[Supplied passage]
Kubernetes is an open-source container orchestrator that automates container deployment, scaling, and administration tasks. It provides helpful abstraction layers for running containerized workloads in production.
What we will cover in this article:
Kubernetes is a distributed system that horizontally scales containers across multiple physical hosts termed Nodes. This produces fault-tolerant deployments which adapt to conditions such as Node resource pressure, instability, and elevated external traffic levels. If one Node suffers an outage, Kubernetes can reschedule your containers onto neighboring healthy Nodes.
The system provides auto-scaling functionality that changes deployment replica counts automatically as the load grows. Managed Kubernetes services such as Google GKE and Amazon EKS support dynamic Node creation too. This helps you ride out traffic spikes by dynamically increasing your cluster’s capacity without requiring manual intervention.
All this functionality means the Kubernetes architecture is relatively complex. Several different components work together to create a functioning cluster.
In this article, we’ll look at each major item in turn to help you understand better how Kubernetes works.
Kubernetes distributed system follows a client-server architecture with two main components: the control pane and Worker Nodes.
Worker Nodes are the machines where the actual application workloads (packaged as pods) run. Each Worker Node contains essential components such as kubelet (to communicate with the control plane), a container runtime (e.g., Docker or containerd), and the kube-proxy (to manage networking and load balancing).
Worker Nodes are part of the data plane, but the data plane includes both the infrastructure (Worker Nodes) and the components interacting with the workloads.
The control plane is the central management entity of the Kubernetes cluster, responsible for maintaining the desired state of the cluster. It consists of:
- API Server: Acts as the interface for managing the cluster and communicates with all components
- Scheduler: Assigns pods to Nodes based on resource availability and policies
- Controller Manager: Handles background tasks such as maintaining node health, scaling, and other cluster-wide operations
- etcd: A key-value store that stores all cluster data, including configuration and state
In addition to the core components, Kubernetes clusters often include add-ons to extend functionality. These could be, for example:
- Networking solutions (e.g., Calico, Cilium)
- Monitoring tools (e.g., Prometheus, Grafana)
- Ingress controllers (e.g., NGINX Ingress Controller)
- Storage solutions (e.g., Ceph, Longhorn)
Kubernetes control plane vs data plane
The control plane manages and orchestrates the cluster. It acts as the “brain” of the Kubernetes cluster, maintaining the desired system state. The data plane runs the actual application workloads. It consists of the Worker Nodes and the components on them that interact with the control plane to execute tasks.
This clear separation between the control plane and data plane ensures that Kubernetes remains scalable, modular, and capable of maintaining high availability.

[Exercise goal] Carry on the article about Kubernetes architecture, starting after its last sentence.

[Data extract]
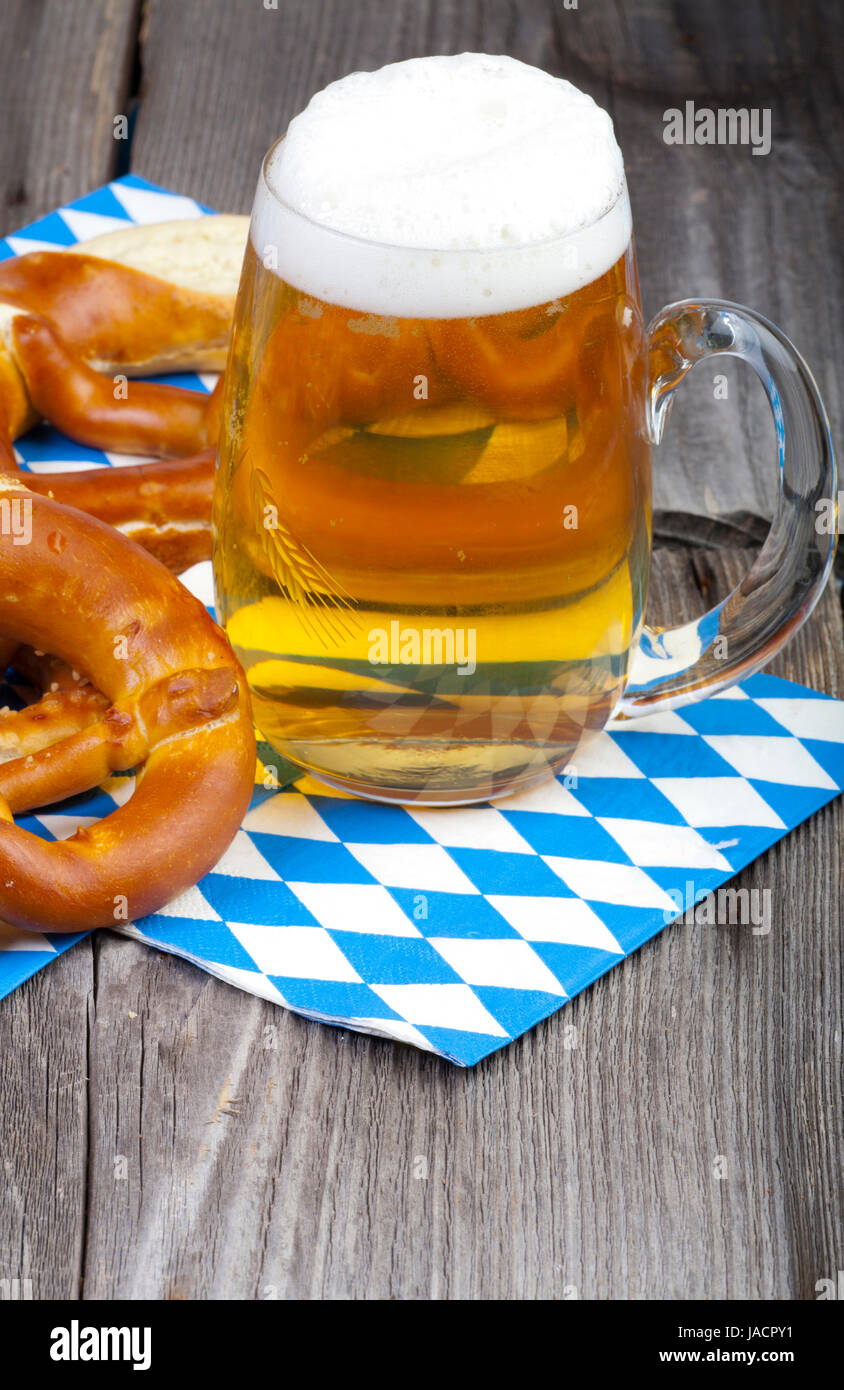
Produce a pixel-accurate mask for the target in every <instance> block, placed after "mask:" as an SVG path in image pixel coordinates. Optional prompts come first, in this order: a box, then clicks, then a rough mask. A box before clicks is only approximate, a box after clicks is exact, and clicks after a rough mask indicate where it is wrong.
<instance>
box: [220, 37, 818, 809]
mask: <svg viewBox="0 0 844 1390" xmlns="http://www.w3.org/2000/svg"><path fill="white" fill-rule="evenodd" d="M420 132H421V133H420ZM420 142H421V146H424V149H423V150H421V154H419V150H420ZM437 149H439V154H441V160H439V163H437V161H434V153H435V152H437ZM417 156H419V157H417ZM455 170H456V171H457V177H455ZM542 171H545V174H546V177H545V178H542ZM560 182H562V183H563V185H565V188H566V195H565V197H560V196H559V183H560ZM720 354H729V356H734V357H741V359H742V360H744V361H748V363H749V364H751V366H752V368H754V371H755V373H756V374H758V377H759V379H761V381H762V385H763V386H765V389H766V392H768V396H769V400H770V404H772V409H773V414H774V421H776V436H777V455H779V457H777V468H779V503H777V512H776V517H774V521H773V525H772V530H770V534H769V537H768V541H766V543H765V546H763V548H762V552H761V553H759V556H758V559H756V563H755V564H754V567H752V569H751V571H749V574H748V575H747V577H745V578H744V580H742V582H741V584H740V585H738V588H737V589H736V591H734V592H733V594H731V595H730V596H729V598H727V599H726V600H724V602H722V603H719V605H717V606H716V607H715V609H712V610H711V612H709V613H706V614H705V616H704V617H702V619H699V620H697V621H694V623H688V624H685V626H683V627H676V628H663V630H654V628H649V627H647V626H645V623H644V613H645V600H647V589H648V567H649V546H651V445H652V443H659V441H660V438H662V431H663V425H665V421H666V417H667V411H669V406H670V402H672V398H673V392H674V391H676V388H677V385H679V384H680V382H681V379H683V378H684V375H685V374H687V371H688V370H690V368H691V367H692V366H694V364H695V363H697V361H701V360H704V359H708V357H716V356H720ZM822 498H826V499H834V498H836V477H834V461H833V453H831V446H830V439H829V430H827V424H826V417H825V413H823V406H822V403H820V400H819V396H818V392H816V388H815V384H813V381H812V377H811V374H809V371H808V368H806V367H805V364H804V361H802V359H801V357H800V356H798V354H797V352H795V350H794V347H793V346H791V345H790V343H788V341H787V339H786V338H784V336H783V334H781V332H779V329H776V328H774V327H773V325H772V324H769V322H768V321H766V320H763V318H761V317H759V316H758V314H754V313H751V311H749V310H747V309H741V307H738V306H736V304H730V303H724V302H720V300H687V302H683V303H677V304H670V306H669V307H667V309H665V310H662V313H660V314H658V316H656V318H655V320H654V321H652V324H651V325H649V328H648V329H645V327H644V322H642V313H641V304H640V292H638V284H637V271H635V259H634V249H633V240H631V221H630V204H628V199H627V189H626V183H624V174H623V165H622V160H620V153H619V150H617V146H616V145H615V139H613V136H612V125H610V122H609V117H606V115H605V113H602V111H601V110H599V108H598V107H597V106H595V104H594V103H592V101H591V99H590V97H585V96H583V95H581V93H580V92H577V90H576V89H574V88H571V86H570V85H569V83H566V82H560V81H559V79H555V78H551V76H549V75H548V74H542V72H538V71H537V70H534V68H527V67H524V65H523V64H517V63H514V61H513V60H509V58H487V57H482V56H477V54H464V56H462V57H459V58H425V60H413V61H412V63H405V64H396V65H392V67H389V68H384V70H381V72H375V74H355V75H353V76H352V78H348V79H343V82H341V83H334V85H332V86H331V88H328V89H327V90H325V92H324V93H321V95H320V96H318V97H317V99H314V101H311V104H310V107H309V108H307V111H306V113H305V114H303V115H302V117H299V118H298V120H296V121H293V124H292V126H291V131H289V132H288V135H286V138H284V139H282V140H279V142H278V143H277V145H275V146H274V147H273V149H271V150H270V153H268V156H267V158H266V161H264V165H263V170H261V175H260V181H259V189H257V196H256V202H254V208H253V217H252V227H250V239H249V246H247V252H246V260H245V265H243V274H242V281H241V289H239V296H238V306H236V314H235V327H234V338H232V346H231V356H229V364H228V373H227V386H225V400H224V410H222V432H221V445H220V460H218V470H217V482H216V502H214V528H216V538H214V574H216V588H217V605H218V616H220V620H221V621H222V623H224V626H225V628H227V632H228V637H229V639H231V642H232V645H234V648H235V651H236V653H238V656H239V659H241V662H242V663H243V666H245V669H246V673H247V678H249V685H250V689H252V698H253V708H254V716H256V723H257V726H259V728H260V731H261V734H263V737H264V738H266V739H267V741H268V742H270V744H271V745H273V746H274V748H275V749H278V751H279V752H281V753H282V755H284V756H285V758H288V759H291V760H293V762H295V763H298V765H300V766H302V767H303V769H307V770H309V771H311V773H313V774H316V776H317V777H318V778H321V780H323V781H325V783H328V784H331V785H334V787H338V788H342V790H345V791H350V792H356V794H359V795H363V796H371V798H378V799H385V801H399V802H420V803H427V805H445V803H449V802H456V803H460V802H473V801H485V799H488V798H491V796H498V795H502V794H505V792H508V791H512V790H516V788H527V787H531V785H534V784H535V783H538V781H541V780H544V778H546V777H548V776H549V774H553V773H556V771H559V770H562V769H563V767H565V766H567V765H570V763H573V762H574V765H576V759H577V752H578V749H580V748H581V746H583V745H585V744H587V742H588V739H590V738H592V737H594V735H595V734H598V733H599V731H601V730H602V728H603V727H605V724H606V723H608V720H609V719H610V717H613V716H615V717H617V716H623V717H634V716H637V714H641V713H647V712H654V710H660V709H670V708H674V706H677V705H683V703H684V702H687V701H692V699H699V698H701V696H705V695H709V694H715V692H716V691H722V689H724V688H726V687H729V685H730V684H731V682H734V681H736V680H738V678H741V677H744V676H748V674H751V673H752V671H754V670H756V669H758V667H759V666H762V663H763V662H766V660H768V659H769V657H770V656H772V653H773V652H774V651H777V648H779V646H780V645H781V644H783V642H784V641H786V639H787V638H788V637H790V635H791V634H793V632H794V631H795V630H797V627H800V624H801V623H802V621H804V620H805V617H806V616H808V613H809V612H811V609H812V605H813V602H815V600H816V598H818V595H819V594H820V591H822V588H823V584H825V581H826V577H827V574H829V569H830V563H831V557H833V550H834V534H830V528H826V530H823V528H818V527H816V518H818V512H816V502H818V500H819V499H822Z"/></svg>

[Result of the task]
Control Plane | Data Plane | |
Purpose | Manages and orchestrates the cluster | Executes workloads and provides networking |
Location | Runs on dedicated master Nodes | Runs on worker Nnodes |
Components | API Server, Scheduler, Controllers, etcd | Kubelet, Kube-Proxy, Container Runtime, Pods |
Interaction | Interfaces with administrators and users | Interfaces with workloads and control plane |
Kubernetes aims to lower the management overhead of running fleets of containers in production. It achieves this by pooling multiple compute Nodes into one logical platform termed a cluster. Deploying workloads to your Kubernetes cluster automatically starts containers on one or more of the Nodes.
Kubernetes includes several abstraction layers that you use to define your application. Here are some of the most common workload objects:
1. Pod
Pods are the fundamental compute unit in Kubernetes. A Pod is a group of one or more containers that share the same specification. All the containers in the Pod are scheduled to the same host.
The diagram below shows the architecture of a Pod:
2. Deployment
A Deployment wraps the lower-level ReplicaSet object. It guarantees a certain number of replicas of a Pod will be running in your cluster. Deployments also provide declarative updates for Pods; you describe the desired state, and the Deployment will automatically add, replace, and remove Pods to achieve it.
3. Service
Services expose Pods as a network service. You use services to permit access to Pods, either within your cluster via automatic service discovery, or externally through an Ingress. (Read more: What is a Kubernetes Service?)
4. Job
A Job starts one or more Pods and waits for them to successfully terminate. Kubernetes also provides CronJobs to automatically create Jobs on a recurring schedule.
5. DaemonSets and StatefulSets
Other kinds of workloads include DaemonSets and StatefulSets. DaemonSets replicate a Pod to every Node in your cluster, while StatefulSets provide persistent replica identities.
See StatefulSet vs. Deployment.
Kubernetes control plane components
The Kubernetes control plane is your cluster’s management surface. It stores the cluster’s state, monitors for changes, and applies any required actions. Users could initiate actions via the API or in response to Node events, such as increased memory pressure.
The control plane gets created automatically when you deploy a cluster. It often runs on a dedicated Node, ensuring it’s isolated from your workloads for maximum performance and security. This is not mandatory, though — the machine that runs the control plane can also be used as a regular Node.
The control plane is a collective term for many different components. Together, they provide everything needed to administer your cluster but not actually start and run containers. Node-level software provides those functions, which we’ll see in the next section.
1. API Server (kube-apiserver)
The API server is the control plane component that exposes the Kubernetes REST API. You’re using this API whenever you run a command with Kubectl. You’ll lose management access to your cluster when the API server fails, but your workloads won’t necessarily be affected.
2. Controller manager (kube-controller-manager)
Much of Kubernetes is built upon the controller pattern. A controller is a loop that continually monitors your cluster and performs actions when certain events occur. The Deployment controller launches new Pods when you create a Deployment object, for example.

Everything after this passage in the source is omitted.